Goal >>
Render the records below as a JSON list of strings, one string per line, leaving out blank lines.

┌──

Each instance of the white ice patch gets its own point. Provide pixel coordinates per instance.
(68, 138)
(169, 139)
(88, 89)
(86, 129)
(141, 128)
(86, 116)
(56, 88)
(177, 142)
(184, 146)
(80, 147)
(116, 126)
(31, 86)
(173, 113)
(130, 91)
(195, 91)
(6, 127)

└──

Response >>
[
  "Each instance of the white ice patch gets its own point. Provide pixel coordinates per instance.",
  "(68, 138)",
  "(169, 139)",
  "(88, 89)",
  "(86, 129)",
  "(141, 128)",
  "(86, 116)",
  "(56, 88)",
  "(177, 142)",
  "(184, 146)",
  "(80, 147)",
  "(116, 126)",
  "(31, 86)",
  "(173, 113)",
  "(130, 91)",
  "(195, 91)",
  "(6, 127)"
]